- _EXERCISE DESCRIPTION_: Say how many lines of the data contain "single", and nothing more.

- _DATASET ENTRIES_:
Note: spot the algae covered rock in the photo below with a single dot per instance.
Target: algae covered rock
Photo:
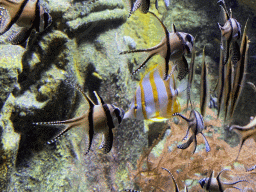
(40, 90)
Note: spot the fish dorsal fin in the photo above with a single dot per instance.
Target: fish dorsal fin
(91, 103)
(209, 181)
(168, 51)
(99, 99)
(224, 11)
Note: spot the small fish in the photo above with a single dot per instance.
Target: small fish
(204, 86)
(100, 118)
(196, 123)
(26, 14)
(143, 5)
(220, 83)
(213, 102)
(155, 99)
(175, 183)
(245, 132)
(173, 47)
(227, 87)
(230, 33)
(215, 185)
(240, 72)
(191, 74)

- _EXERCISE RESPONSE_: 3